• Given exercise
Rewrite the listing below, replacing "single point" with "single dot" and leaving everything else unchanged.

• Supplied data
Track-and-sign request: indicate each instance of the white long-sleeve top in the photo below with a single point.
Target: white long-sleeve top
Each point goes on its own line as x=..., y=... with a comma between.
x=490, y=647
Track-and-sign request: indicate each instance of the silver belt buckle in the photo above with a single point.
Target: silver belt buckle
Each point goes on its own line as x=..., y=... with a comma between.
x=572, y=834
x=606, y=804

• Answer for this exercise
Track-and-sign request: indicate each instance of the white long-sleeve top in the photo below with a single dot.
Target: white long-sleeve top
Each point goes on its own line as x=..., y=... with a comma between.
x=490, y=647
Track-and-sign request: indicate each instance of the silver belt buckle in the photo above with a single dot.
Target: silver belt buckle
Each point goes on its own line as x=..., y=... with a comma between.
x=572, y=834
x=606, y=804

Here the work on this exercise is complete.